### WORK TO COMPLETE
Print the listing from its top line through the line containing "box: [544, 99, 629, 132]", nothing more, and leave out the pictures.

### DATA PROVIDED
- Opening Delimiter -

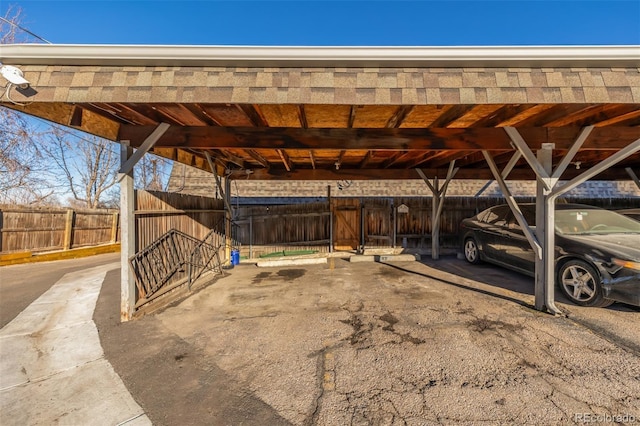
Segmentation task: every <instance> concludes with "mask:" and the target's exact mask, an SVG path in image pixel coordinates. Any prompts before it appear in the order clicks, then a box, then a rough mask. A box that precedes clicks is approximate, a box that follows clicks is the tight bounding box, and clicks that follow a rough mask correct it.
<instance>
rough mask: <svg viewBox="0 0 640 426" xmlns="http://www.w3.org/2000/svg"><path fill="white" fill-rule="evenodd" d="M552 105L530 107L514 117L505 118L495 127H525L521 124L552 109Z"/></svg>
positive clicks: (517, 114) (541, 104) (539, 104)
mask: <svg viewBox="0 0 640 426" xmlns="http://www.w3.org/2000/svg"><path fill="white" fill-rule="evenodd" d="M554 106H555V105H554V104H537V105H532V106H531V107H530V108H525V109H524V110H522V111H519V112H517V113H516V114H515V115H513V116H511V117H508V118H505V119H504V121H502V122H500V123H498V124H496V127H509V126H512V127H525V126H523V125H522V124H521V123H522V122H524V121H525V120H527V119H529V118H530V117H533V116H536V115H539V114H542V113H543V112H545V111H547V110H549V109H551V108H553V107H554Z"/></svg>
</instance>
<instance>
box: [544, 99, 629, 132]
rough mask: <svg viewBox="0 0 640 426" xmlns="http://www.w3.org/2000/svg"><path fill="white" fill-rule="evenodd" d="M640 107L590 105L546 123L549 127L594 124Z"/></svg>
mask: <svg viewBox="0 0 640 426" xmlns="http://www.w3.org/2000/svg"><path fill="white" fill-rule="evenodd" d="M639 109H640V107H639V106H638V105H633V104H623V105H616V104H601V105H592V106H590V107H587V108H584V109H582V110H580V111H577V112H575V113H573V114H568V115H566V116H564V117H560V118H559V119H557V120H554V121H552V122H550V123H547V126H549V127H560V126H579V127H584V126H590V125H593V124H596V123H598V122H600V121H603V120H607V119H609V118H612V117H616V116H619V115H621V114H625V113H628V112H633V111H637V110H639Z"/></svg>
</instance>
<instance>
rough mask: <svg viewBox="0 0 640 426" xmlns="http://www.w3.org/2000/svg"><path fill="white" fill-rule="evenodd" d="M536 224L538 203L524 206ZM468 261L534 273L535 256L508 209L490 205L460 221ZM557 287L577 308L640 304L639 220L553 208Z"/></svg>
mask: <svg viewBox="0 0 640 426" xmlns="http://www.w3.org/2000/svg"><path fill="white" fill-rule="evenodd" d="M520 210H521V211H522V214H523V215H524V217H525V219H526V221H527V223H528V224H529V226H531V227H534V226H535V210H536V207H535V205H534V204H523V205H520ZM460 230H461V234H462V247H463V251H464V256H465V258H466V260H467V261H468V262H470V263H478V262H480V261H481V260H482V261H487V262H490V263H494V264H497V265H500V266H503V267H506V268H509V269H513V270H516V271H518V272H522V273H525V274H528V275H532V276H533V275H534V274H535V255H534V251H533V249H532V248H531V245H530V244H529V242H528V240H527V239H526V237H525V235H524V233H523V232H522V229H521V228H520V225H519V224H518V222H517V221H516V219H515V216H514V215H513V213H512V212H511V209H510V208H509V206H508V205H506V204H505V205H499V206H495V207H491V208H489V209H487V210H485V211H483V212H480V213H478V214H477V215H475V216H473V217H471V218H468V219H464V220H463V221H462V223H461V228H460ZM555 232H556V234H555V235H556V236H555V245H556V248H555V261H556V266H555V267H556V283H557V284H558V286H559V287H560V290H562V292H563V293H564V294H565V295H566V296H567V297H568V298H569V299H570V300H571V301H572V302H574V303H575V304H578V305H582V306H599V307H603V306H608V305H610V304H611V303H613V302H614V301H619V302H624V303H628V304H631V305H635V306H640V222H638V221H635V220H633V219H630V218H628V217H626V216H623V215H621V214H618V213H615V212H613V211H609V210H605V209H601V208H598V207H593V206H585V205H579V204H557V205H556V207H555Z"/></svg>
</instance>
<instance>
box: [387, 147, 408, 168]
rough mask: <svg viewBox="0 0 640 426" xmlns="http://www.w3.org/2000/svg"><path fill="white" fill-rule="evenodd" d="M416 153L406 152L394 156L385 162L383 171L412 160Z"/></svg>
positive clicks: (391, 157) (400, 152)
mask: <svg viewBox="0 0 640 426" xmlns="http://www.w3.org/2000/svg"><path fill="white" fill-rule="evenodd" d="M415 155H416V154H415V152H413V151H405V152H402V151H400V152H398V153H396V155H394V156H393V157H391V158H390V159H389V160H387V161H385V162H384V163H383V165H382V168H383V169H388V168H390V167H391V166H393V165H394V164H398V163H400V162H402V161H404V160H405V159H407V158H411V157H413V156H415Z"/></svg>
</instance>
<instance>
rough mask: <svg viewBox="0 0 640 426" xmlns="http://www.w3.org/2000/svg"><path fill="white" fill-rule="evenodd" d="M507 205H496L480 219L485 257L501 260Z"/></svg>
mask: <svg viewBox="0 0 640 426" xmlns="http://www.w3.org/2000/svg"><path fill="white" fill-rule="evenodd" d="M508 215H509V206H497V207H495V208H493V209H491V211H490V212H489V213H488V214H487V215H486V216H485V217H483V220H482V228H481V232H482V235H481V237H480V238H481V239H482V250H483V251H484V254H485V256H486V257H487V258H489V259H492V260H494V261H496V262H502V260H501V259H502V258H503V257H504V255H503V253H502V252H503V251H504V239H505V227H506V225H507V217H508Z"/></svg>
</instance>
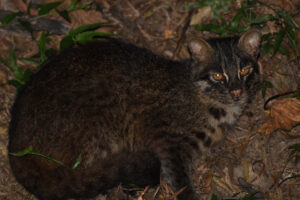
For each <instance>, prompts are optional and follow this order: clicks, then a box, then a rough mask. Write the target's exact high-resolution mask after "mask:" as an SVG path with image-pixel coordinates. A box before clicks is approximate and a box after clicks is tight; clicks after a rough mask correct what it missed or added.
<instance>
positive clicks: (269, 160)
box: [0, 0, 300, 200]
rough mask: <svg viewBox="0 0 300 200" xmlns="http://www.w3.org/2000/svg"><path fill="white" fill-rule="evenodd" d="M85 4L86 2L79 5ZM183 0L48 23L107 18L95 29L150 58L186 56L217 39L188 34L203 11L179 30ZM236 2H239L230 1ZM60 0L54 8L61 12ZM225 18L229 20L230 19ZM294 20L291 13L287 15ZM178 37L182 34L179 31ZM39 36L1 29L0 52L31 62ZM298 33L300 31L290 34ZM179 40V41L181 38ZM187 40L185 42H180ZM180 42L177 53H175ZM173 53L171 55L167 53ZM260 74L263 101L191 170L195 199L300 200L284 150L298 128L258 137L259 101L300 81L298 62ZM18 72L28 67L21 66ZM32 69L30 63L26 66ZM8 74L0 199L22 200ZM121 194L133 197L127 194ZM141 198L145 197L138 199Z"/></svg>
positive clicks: (76, 11)
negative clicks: (10, 137)
mask: <svg viewBox="0 0 300 200" xmlns="http://www.w3.org/2000/svg"><path fill="white" fill-rule="evenodd" d="M33 2H35V3H46V2H53V1H50V0H34V1H33ZM81 2H87V1H81ZM187 2H188V1H184V0H177V1H176V0H149V1H143V0H96V1H94V3H93V4H92V5H91V6H90V7H89V8H88V9H86V10H78V11H75V12H74V13H72V14H71V18H72V23H68V22H67V21H65V20H63V19H62V18H60V17H58V16H52V17H51V19H55V20H59V21H61V22H62V23H64V24H67V25H68V26H70V27H71V28H75V27H78V26H80V25H83V24H90V23H96V22H104V21H110V22H111V23H110V24H109V25H107V26H105V27H103V28H101V29H100V30H101V31H106V32H111V33H118V34H120V35H121V36H122V37H123V38H125V39H126V40H128V41H130V42H132V43H134V44H136V45H139V46H143V47H146V48H149V49H151V50H152V51H153V52H155V53H157V54H161V55H164V56H167V57H170V58H172V59H185V58H188V57H189V54H188V52H187V50H186V48H185V45H184V43H181V41H187V40H189V39H190V38H192V37H204V38H211V37H216V35H213V34H211V33H208V32H199V31H196V30H195V27H194V25H195V24H197V23H203V22H207V21H208V20H210V19H211V12H210V11H209V10H207V9H206V10H205V9H202V10H200V11H198V12H195V13H194V14H193V15H192V22H191V24H192V25H189V26H188V28H187V30H185V25H186V24H187V20H188V17H189V10H184V9H183V5H184V4H185V3H187ZM238 2H240V3H241V2H243V1H237V3H238ZM261 2H262V4H266V5H272V6H275V7H276V8H280V9H284V10H286V11H287V12H288V13H294V11H295V10H296V6H295V5H296V4H297V3H299V1H291V0H275V1H271V0H264V1H261ZM69 3H70V1H69V0H66V1H64V3H63V4H62V5H61V6H60V9H63V8H64V7H67V6H68V5H69ZM0 5H1V6H0V9H7V10H12V11H22V12H25V11H26V8H27V5H28V4H26V1H22V0H14V1H4V0H0ZM257 12H260V13H271V12H272V11H270V9H269V8H268V7H267V6H263V5H262V6H261V7H260V9H259V11H257ZM32 13H33V14H34V13H36V12H35V11H33V12H32ZM229 17H230V16H229ZM294 19H295V21H297V16H294ZM274 30H275V31H276V25H274V24H269V25H268V26H267V27H265V28H264V29H263V32H264V33H268V32H272V31H274ZM182 33H184V34H182ZM39 34H40V33H34V37H33V38H34V39H32V37H31V36H30V34H29V35H28V34H22V32H21V33H15V32H10V31H5V30H4V31H3V30H0V44H1V45H0V55H1V56H2V57H6V58H7V57H8V56H9V47H10V44H13V45H14V48H15V51H16V54H17V56H18V57H30V56H32V55H35V54H36V53H37V52H38V46H37V40H38V38H39ZM296 34H299V33H296ZM182 35H183V36H185V37H182ZM61 37H62V36H54V37H53V38H54V39H53V40H52V41H51V42H50V43H49V44H48V47H57V44H58V41H60V39H61ZM184 38H186V40H183V39H184ZM178 44H179V46H180V47H182V48H181V51H180V52H179V53H175V52H176V48H177V45H178ZM174 53H175V55H174ZM260 63H261V66H262V69H263V70H262V71H261V76H262V78H263V79H264V80H267V81H270V82H272V84H273V86H274V87H273V88H271V89H267V93H266V96H265V98H263V97H262V94H261V91H259V92H258V93H257V95H256V96H255V97H253V100H252V103H251V105H250V106H249V107H248V108H247V110H246V112H245V114H244V115H243V116H242V118H241V119H240V120H239V122H238V124H237V126H236V128H235V129H234V130H231V131H228V133H227V138H226V139H225V140H224V141H223V142H222V144H220V145H219V146H218V147H216V149H214V151H212V152H211V153H210V154H208V155H205V156H203V158H202V159H201V160H199V161H198V162H197V164H196V166H195V169H194V173H193V174H194V176H193V179H194V181H195V183H196V185H197V187H196V190H197V192H198V193H199V194H201V199H209V198H210V196H211V194H212V193H214V194H216V195H217V196H218V197H219V198H225V197H231V198H232V199H234V197H243V196H245V195H246V194H248V195H249V193H251V192H252V193H253V192H254V191H256V194H254V196H255V197H256V199H263V197H264V198H265V199H270V200H287V199H288V200H297V199H300V179H299V176H300V164H299V162H298V163H296V162H295V161H294V159H293V158H292V157H291V156H290V155H291V150H290V149H289V146H290V145H292V144H296V143H300V126H297V127H295V128H293V129H292V130H291V131H284V130H278V131H276V132H274V133H273V134H271V135H270V136H267V135H264V134H261V133H258V129H259V128H260V127H261V125H262V124H263V123H264V121H265V120H266V119H267V118H268V114H267V113H265V112H264V109H263V104H264V101H265V100H266V99H267V98H268V97H270V96H272V95H275V94H278V93H282V92H286V91H290V90H293V89H295V88H296V87H297V85H299V83H300V64H299V61H298V60H297V59H296V58H295V57H294V56H283V55H281V54H275V55H274V56H272V57H271V56H269V55H266V54H264V53H262V54H261V56H260ZM20 64H21V65H22V66H24V67H28V66H27V65H25V64H24V63H22V62H20ZM30 67H32V66H30ZM12 77H13V75H12V73H11V72H10V70H9V69H8V68H7V67H5V66H4V65H2V64H0V105H1V106H0V199H2V200H28V199H35V198H34V197H33V196H32V195H30V194H28V193H27V192H26V191H25V190H24V189H23V187H22V186H21V185H19V184H18V183H17V182H16V180H15V179H14V177H13V175H12V172H11V171H10V167H9V162H8V157H7V153H8V152H7V149H6V146H7V142H8V135H7V129H8V126H9V120H10V114H9V110H10V107H11V105H12V103H13V100H14V96H15V94H16V89H15V88H14V87H13V86H11V85H9V84H8V80H9V79H11V78H12ZM167 190H168V188H166V187H165V186H164V185H161V186H158V187H157V188H151V189H149V190H148V189H147V188H146V189H144V191H139V192H137V193H135V194H134V193H133V192H129V191H125V190H124V189H123V188H122V187H118V188H115V189H113V190H112V191H111V192H110V193H109V194H108V196H102V195H100V196H99V197H97V199H99V200H100V199H101V200H105V199H139V200H140V199H142V196H143V198H144V199H153V196H154V194H156V191H159V193H158V194H156V195H155V199H163V195H166V191H167ZM128 193H130V194H132V195H131V196H130V195H128ZM144 193H145V194H144Z"/></svg>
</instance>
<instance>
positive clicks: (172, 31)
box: [165, 30, 174, 39]
mask: <svg viewBox="0 0 300 200" xmlns="http://www.w3.org/2000/svg"><path fill="white" fill-rule="evenodd" d="M173 33H174V31H173V30H165V39H169V38H170V37H171V36H172V35H173Z"/></svg>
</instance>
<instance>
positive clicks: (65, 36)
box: [59, 35, 74, 50]
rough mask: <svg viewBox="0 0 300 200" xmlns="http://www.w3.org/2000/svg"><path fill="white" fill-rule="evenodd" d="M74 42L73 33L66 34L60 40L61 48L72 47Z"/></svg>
mask: <svg viewBox="0 0 300 200" xmlns="http://www.w3.org/2000/svg"><path fill="white" fill-rule="evenodd" d="M73 44H74V40H73V37H72V36H71V35H66V36H65V37H64V38H63V39H62V40H61V42H60V47H59V48H60V50H65V49H68V48H70V47H71V46H72V45H73Z"/></svg>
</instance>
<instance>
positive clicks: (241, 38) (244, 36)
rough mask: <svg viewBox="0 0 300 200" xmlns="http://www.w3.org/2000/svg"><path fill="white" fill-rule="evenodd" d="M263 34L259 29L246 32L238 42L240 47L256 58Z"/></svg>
mask: <svg viewBox="0 0 300 200" xmlns="http://www.w3.org/2000/svg"><path fill="white" fill-rule="evenodd" d="M261 36H262V34H261V33H260V31H258V30H257V29H251V30H249V31H247V32H246V33H244V34H243V35H242V36H241V38H240V40H239V43H238V48H239V49H241V50H243V51H245V52H246V53H248V54H249V55H251V56H252V57H253V58H255V59H256V57H257V55H258V52H259V45H260V40H261Z"/></svg>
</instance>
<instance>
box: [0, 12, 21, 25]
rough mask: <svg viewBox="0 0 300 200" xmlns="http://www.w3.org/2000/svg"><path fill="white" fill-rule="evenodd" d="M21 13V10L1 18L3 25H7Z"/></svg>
mask: <svg viewBox="0 0 300 200" xmlns="http://www.w3.org/2000/svg"><path fill="white" fill-rule="evenodd" d="M21 14H22V13H21V12H12V13H10V14H8V15H6V16H5V17H3V19H2V20H1V23H2V24H3V25H6V24H8V23H9V22H11V21H12V20H13V19H14V18H16V17H17V16H20V15H21Z"/></svg>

- Closing Delimiter -

### RESPONSE BELOW
Segmentation task: every <instance> concludes with "mask:" and the target's exact mask, an SVG path in image pixel coordinates. Any prompts before it appear in the order clicks, then a box, then a rough mask. A box that precedes clicks is approximate, a box that follows clicks is the tight bounding box, and clicks that follow a rough mask correct it.
<instance>
rough mask: <svg viewBox="0 0 640 426" xmlns="http://www.w3.org/2000/svg"><path fill="white" fill-rule="evenodd" d="M552 105L530 107L514 117L505 118L495 127H525L521 124L552 109Z"/></svg>
positive clicks: (517, 114) (541, 104) (539, 104)
mask: <svg viewBox="0 0 640 426" xmlns="http://www.w3.org/2000/svg"><path fill="white" fill-rule="evenodd" d="M554 106H555V105H554V104H537V105H532V106H531V107H530V108H525V109H524V110H522V111H519V112H517V113H516V114H515V115H513V116H511V117H508V118H505V119H504V121H502V122H500V123H498V124H496V127H509V126H512V127H525V126H523V125H522V124H521V123H522V122H524V121H525V120H527V119H529V118H530V117H533V116H536V115H539V114H542V113H543V112H545V111H547V110H549V109H551V108H553V107H554Z"/></svg>
</instance>
<instance>
box: [544, 99, 629, 132]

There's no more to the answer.